*Problem requirements*: One figure is wanted here: how many lines in the entries hold the word "sleeve".

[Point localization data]
——

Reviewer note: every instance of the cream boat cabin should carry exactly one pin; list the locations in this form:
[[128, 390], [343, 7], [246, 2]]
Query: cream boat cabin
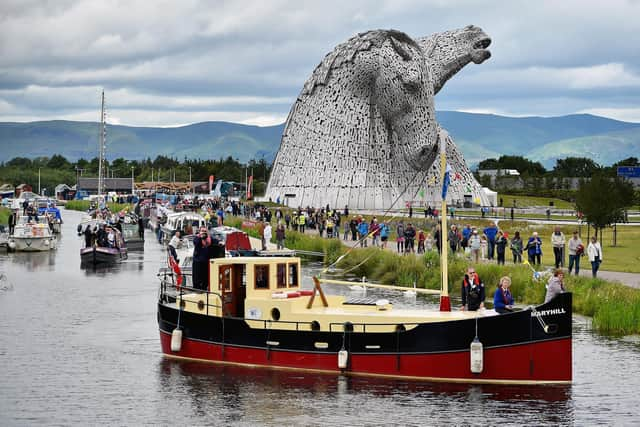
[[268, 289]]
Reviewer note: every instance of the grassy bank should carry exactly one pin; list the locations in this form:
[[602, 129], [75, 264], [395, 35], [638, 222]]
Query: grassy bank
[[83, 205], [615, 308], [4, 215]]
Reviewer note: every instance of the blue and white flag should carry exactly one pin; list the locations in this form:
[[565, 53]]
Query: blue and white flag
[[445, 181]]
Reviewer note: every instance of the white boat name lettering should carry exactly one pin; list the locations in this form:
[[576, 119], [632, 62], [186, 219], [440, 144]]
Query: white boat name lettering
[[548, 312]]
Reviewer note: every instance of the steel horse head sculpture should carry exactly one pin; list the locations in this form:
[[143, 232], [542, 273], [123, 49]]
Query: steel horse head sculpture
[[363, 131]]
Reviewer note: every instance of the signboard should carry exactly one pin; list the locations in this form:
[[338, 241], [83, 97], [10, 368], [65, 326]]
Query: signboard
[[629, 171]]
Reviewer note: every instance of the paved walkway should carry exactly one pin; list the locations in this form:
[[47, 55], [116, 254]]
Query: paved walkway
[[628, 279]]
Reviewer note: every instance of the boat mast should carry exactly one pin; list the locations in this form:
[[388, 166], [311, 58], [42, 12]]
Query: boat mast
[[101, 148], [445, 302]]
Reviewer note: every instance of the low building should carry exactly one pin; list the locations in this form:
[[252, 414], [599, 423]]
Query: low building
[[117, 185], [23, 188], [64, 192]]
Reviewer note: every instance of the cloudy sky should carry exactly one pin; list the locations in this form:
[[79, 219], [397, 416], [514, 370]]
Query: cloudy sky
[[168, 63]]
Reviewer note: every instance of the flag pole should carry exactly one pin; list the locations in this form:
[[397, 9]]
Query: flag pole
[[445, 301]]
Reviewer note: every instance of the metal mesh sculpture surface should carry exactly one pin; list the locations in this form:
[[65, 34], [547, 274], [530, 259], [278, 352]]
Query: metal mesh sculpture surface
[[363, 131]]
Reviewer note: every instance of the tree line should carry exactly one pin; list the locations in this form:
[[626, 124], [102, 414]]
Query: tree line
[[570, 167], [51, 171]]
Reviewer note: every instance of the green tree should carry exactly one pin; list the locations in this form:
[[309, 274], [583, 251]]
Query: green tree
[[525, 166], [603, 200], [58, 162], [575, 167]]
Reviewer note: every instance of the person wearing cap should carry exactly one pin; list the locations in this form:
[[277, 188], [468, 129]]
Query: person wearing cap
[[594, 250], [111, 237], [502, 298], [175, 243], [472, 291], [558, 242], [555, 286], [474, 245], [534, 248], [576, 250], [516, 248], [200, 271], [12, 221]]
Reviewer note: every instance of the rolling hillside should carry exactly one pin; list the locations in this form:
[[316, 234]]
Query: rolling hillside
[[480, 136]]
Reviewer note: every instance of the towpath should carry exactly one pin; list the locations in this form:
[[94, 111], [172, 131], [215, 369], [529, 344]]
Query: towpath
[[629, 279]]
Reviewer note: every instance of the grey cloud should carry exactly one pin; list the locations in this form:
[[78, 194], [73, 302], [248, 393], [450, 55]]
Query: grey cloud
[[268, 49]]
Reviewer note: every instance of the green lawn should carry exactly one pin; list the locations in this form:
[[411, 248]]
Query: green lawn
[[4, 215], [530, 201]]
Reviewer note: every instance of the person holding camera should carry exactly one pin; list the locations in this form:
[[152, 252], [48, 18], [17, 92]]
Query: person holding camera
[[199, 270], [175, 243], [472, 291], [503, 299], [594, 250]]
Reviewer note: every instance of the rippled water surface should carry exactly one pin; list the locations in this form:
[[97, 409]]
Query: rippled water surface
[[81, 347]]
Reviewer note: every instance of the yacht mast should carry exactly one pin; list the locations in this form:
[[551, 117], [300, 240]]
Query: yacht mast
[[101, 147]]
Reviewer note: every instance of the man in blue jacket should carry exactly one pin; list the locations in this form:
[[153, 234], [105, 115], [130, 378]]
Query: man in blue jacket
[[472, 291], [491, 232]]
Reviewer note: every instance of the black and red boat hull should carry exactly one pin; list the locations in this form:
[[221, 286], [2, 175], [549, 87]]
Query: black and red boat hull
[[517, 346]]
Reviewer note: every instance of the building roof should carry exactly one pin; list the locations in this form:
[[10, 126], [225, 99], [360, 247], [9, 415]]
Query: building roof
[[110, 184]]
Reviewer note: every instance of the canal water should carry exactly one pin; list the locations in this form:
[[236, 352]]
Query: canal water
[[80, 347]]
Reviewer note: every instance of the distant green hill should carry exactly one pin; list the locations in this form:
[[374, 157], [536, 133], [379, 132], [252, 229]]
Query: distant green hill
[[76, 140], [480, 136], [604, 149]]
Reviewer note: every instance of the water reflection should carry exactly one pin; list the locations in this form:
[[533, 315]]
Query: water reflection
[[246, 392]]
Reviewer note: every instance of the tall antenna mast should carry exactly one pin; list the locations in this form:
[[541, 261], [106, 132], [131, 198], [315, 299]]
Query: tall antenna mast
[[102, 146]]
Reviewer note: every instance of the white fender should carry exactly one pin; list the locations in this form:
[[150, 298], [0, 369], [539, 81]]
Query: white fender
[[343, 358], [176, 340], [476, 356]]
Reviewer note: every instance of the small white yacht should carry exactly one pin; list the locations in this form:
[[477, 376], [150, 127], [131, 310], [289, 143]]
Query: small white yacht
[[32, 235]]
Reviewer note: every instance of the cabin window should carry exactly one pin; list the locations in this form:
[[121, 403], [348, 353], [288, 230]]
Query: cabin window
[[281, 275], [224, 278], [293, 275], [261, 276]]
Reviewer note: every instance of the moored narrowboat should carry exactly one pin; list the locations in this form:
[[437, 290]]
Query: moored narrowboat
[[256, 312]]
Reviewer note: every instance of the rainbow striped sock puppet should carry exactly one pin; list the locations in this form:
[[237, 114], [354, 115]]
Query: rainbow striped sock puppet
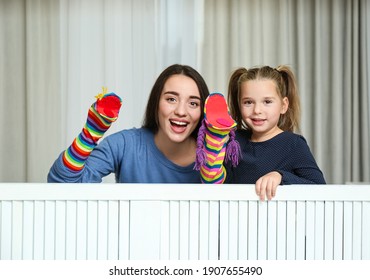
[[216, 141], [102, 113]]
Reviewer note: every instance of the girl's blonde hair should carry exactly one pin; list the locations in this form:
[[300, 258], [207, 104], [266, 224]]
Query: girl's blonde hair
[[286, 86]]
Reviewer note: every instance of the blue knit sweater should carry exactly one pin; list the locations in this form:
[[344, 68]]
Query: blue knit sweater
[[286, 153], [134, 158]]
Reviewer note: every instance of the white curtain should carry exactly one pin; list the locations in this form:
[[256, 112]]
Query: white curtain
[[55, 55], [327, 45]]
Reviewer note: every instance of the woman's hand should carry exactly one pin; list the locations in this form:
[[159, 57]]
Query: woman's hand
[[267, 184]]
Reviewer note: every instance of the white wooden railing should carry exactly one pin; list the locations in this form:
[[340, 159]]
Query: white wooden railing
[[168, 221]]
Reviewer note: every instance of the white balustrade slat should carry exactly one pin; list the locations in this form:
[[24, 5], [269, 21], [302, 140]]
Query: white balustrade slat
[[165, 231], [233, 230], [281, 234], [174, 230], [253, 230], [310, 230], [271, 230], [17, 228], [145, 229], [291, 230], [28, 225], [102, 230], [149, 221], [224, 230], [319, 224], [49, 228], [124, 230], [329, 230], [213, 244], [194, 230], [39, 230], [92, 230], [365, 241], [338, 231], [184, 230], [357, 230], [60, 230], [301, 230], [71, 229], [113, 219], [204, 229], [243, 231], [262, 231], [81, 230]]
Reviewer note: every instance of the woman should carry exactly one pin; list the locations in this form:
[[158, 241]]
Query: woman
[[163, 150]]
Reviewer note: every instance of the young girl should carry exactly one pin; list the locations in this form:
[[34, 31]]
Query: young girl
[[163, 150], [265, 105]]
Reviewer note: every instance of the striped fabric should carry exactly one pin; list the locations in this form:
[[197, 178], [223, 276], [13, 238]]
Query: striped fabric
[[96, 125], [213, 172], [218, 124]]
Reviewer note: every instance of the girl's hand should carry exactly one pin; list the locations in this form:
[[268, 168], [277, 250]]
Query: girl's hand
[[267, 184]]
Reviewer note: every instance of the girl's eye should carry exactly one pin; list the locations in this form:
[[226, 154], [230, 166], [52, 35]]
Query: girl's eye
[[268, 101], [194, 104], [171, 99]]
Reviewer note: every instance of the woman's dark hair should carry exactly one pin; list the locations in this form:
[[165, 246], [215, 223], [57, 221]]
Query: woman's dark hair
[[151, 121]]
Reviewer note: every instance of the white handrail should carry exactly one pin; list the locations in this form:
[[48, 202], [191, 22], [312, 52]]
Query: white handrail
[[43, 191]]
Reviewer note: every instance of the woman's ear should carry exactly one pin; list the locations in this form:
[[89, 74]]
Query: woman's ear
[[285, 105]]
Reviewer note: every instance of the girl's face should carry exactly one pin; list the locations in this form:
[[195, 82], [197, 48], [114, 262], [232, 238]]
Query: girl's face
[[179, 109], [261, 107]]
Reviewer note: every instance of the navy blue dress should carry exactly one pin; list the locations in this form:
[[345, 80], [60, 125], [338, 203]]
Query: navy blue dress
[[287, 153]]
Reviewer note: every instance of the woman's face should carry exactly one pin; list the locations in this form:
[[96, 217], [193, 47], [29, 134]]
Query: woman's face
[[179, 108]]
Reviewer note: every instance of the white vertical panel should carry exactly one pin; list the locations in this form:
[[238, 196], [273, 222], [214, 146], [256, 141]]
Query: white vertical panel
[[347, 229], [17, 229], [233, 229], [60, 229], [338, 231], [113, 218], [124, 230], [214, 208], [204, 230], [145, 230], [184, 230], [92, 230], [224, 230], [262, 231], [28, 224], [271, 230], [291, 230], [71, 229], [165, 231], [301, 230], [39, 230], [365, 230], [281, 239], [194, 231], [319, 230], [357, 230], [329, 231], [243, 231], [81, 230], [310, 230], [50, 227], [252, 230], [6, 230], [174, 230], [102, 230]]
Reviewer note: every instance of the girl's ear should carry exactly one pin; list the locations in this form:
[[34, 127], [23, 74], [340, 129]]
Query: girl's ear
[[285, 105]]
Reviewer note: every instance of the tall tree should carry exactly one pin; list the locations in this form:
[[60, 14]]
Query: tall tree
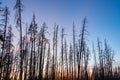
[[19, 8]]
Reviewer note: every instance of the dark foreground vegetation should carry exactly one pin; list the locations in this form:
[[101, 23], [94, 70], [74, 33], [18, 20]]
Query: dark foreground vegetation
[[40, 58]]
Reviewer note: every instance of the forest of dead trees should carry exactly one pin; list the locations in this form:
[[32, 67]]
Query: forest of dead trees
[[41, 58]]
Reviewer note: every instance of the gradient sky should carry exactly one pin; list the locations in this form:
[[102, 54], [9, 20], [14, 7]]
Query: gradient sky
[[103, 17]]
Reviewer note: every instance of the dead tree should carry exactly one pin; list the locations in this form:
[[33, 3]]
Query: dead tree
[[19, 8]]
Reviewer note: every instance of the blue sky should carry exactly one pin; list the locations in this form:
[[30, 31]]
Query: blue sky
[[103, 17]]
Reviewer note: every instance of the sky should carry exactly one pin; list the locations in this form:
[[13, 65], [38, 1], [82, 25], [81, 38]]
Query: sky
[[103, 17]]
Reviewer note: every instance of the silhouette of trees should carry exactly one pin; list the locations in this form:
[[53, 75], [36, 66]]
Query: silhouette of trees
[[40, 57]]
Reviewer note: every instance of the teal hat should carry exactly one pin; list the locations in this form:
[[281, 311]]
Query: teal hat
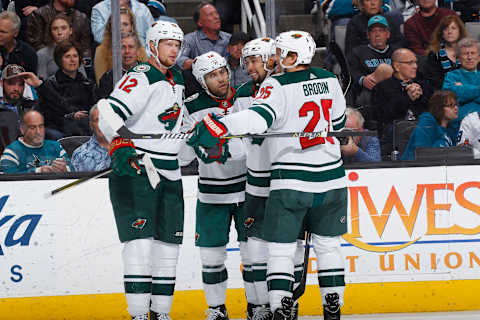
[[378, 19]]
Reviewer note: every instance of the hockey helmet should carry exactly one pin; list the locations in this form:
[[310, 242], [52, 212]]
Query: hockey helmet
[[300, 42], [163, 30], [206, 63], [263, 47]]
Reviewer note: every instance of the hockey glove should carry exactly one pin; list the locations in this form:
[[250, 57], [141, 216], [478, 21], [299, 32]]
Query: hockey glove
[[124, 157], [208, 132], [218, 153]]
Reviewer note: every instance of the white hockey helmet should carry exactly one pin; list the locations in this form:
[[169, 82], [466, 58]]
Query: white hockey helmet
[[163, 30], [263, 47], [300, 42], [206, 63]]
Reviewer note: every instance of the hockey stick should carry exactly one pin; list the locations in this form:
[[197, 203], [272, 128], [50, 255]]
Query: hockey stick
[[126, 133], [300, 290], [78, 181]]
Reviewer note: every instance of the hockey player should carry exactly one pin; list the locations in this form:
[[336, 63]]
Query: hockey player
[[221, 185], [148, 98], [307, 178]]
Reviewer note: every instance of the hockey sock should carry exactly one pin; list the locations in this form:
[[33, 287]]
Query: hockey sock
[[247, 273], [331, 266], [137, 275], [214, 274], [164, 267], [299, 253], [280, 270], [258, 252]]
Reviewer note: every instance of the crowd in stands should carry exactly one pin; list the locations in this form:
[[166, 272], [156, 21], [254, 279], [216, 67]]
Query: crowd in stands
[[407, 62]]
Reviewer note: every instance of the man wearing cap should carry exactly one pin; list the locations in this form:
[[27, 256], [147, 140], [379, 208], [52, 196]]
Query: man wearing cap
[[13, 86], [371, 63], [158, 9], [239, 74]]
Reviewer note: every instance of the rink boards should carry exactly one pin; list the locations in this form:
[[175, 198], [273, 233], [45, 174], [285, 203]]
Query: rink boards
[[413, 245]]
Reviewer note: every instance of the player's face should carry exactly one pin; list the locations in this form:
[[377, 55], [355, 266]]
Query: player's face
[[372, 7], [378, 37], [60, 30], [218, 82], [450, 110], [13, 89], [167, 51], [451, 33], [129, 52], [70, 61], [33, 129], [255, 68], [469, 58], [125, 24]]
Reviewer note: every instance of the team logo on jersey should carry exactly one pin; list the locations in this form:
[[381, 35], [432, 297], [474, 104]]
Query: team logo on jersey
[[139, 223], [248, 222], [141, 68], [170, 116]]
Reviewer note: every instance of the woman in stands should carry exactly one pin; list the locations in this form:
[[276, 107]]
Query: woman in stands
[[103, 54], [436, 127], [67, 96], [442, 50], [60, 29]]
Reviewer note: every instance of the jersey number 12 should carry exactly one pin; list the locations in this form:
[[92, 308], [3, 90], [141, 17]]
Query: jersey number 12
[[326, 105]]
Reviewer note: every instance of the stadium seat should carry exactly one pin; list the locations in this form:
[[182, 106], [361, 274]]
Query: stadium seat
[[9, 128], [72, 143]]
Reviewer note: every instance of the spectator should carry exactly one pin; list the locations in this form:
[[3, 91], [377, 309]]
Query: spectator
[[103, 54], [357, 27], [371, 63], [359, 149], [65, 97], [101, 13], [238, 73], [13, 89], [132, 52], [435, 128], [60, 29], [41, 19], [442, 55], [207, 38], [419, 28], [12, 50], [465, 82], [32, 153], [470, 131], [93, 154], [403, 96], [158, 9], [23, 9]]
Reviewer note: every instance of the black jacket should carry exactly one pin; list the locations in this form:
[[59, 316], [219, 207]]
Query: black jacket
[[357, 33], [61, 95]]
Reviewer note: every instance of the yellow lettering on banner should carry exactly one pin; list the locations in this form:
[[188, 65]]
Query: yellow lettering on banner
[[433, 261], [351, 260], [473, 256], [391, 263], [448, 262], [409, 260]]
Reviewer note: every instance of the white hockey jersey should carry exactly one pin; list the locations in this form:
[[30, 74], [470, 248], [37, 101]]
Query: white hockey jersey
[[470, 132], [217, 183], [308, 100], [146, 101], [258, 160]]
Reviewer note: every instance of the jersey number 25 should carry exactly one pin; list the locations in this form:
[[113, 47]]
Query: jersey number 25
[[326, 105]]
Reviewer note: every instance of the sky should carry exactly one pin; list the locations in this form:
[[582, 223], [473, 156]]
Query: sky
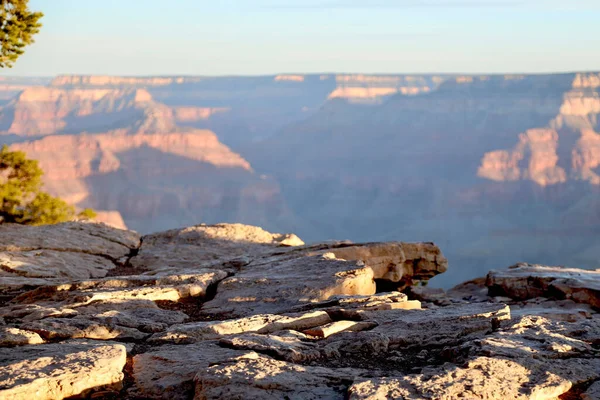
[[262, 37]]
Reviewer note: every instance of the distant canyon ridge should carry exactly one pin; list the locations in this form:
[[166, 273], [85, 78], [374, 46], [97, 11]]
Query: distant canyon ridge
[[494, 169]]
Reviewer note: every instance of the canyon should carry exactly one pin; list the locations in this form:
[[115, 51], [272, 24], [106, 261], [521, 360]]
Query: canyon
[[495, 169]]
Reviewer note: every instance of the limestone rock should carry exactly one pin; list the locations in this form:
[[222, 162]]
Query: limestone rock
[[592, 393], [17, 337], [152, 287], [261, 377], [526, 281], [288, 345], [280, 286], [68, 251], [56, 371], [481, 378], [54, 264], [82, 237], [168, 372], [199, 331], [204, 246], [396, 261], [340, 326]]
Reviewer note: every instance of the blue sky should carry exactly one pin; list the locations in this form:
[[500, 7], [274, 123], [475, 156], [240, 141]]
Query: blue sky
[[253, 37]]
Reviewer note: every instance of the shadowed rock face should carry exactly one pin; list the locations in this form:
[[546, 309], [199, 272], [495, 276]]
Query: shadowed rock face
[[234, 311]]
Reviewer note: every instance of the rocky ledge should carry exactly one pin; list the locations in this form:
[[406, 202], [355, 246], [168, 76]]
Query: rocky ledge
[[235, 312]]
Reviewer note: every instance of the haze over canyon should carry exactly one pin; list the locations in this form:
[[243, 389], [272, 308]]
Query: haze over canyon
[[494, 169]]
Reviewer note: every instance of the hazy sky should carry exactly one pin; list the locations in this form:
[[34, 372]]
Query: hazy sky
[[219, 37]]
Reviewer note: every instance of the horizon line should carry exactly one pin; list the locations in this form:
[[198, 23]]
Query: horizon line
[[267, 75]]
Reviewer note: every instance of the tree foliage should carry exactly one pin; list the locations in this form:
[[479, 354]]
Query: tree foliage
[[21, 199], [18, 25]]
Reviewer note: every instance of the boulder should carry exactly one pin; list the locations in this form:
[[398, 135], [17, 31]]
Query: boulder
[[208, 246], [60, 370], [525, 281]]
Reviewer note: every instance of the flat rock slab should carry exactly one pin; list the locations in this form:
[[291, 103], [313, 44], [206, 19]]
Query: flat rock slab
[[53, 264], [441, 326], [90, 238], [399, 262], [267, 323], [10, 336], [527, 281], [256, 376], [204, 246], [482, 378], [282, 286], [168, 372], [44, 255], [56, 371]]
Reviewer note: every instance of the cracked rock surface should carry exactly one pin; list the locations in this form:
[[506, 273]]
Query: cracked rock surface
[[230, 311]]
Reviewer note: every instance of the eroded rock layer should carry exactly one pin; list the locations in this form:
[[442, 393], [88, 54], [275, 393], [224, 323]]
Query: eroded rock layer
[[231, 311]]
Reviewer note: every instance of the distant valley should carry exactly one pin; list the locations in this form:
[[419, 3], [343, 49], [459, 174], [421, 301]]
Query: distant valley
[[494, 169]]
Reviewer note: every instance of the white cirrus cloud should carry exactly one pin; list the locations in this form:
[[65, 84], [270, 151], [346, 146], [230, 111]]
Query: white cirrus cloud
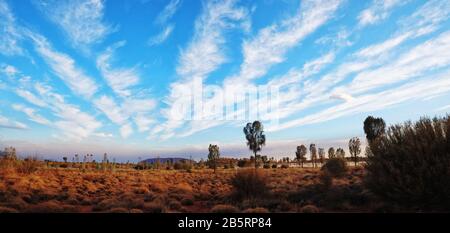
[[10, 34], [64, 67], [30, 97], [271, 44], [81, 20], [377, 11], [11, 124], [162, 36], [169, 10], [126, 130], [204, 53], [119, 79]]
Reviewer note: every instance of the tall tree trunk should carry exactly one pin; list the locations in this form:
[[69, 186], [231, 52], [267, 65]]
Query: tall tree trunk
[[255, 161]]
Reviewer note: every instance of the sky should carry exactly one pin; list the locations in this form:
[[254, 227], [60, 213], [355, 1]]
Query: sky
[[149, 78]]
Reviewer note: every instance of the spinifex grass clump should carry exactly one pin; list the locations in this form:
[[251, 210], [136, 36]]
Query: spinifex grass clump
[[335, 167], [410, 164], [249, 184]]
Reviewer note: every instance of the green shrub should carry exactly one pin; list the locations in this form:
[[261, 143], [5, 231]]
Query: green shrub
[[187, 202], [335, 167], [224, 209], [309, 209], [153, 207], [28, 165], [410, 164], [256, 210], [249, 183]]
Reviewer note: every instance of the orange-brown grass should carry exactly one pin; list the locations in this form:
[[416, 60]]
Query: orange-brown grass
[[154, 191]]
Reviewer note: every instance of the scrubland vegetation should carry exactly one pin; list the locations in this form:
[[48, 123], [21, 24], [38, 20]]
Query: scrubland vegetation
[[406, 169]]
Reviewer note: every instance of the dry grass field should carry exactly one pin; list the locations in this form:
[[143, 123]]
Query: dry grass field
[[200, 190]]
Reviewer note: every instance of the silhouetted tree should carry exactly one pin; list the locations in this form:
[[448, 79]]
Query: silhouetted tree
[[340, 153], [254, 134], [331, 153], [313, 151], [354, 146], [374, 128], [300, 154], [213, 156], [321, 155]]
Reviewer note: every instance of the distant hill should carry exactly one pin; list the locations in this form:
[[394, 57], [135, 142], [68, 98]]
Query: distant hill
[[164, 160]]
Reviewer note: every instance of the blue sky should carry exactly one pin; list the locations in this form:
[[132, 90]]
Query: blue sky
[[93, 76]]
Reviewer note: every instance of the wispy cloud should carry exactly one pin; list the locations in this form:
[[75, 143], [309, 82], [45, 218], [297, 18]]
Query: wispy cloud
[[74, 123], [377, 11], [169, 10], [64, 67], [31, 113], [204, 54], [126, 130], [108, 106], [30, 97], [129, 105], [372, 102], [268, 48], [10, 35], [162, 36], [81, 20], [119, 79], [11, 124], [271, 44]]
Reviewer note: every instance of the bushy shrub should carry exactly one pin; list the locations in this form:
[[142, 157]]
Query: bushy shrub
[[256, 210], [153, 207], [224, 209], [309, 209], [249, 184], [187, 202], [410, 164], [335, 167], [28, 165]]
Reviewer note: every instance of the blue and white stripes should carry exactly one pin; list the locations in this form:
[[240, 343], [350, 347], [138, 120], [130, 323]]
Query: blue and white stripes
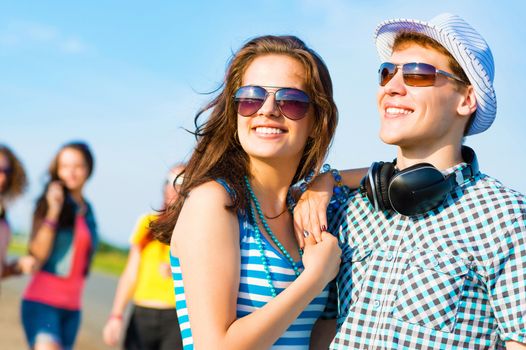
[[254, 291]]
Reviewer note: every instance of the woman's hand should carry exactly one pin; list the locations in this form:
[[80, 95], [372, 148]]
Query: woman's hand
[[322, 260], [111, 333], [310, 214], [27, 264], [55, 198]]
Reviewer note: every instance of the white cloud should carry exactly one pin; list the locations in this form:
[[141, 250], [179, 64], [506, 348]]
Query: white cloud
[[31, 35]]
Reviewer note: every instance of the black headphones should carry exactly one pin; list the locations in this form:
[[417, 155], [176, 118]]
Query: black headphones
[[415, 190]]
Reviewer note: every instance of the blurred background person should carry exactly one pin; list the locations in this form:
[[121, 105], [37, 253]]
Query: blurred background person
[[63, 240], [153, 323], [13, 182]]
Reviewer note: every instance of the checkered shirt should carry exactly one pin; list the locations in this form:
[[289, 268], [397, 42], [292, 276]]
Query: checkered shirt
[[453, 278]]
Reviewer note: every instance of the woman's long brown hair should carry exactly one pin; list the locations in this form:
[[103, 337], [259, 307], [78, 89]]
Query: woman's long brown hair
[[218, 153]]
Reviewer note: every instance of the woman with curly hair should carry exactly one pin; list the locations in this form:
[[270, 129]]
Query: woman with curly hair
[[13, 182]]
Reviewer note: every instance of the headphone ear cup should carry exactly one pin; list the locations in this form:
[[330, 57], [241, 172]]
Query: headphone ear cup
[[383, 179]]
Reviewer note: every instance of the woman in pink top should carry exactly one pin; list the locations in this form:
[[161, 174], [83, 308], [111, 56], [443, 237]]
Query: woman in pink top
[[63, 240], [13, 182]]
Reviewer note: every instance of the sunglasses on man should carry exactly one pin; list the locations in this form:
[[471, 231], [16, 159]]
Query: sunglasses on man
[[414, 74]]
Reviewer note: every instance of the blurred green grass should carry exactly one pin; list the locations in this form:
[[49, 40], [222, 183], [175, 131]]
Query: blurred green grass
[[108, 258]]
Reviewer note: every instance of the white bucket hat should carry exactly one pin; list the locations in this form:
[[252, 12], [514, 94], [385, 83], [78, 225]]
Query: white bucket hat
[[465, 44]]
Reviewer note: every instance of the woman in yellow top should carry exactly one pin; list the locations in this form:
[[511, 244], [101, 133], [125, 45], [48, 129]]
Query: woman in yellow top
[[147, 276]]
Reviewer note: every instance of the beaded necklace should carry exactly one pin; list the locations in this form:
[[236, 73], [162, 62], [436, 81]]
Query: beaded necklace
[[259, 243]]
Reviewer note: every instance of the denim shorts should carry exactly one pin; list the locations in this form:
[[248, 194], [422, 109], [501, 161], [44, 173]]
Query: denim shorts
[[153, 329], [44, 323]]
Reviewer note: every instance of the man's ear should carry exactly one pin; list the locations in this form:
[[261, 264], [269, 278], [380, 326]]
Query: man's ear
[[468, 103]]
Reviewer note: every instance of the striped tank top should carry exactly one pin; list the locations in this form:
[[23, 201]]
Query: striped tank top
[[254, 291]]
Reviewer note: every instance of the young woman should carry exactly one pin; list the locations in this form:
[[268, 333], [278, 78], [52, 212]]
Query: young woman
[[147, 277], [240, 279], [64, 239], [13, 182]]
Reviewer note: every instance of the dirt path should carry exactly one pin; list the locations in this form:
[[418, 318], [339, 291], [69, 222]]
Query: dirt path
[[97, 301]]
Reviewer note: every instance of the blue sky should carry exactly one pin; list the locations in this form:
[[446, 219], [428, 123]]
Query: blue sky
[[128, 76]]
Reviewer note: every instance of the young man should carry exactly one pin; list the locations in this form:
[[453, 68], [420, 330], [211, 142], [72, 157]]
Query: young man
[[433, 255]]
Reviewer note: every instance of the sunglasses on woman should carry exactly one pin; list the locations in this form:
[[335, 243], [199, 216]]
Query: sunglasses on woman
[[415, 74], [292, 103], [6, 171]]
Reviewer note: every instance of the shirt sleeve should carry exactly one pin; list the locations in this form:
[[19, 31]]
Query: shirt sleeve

——

*Answer to this exercise*: 2